#### What you should do
Reproduce all of the data below word for word, keeping every line in its original order.

#### Input for this task
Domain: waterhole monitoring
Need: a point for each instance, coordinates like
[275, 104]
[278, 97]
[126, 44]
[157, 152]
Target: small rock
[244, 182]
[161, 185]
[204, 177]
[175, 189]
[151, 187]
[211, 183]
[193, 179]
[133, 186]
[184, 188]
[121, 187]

#### Solution to the problem
Domain: waterhole monitoring
Need: a point for each instance, coordinates like
[275, 104]
[278, 97]
[126, 44]
[157, 152]
Target: small rock
[244, 182]
[161, 185]
[204, 177]
[175, 189]
[151, 187]
[211, 183]
[193, 179]
[133, 186]
[184, 188]
[121, 187]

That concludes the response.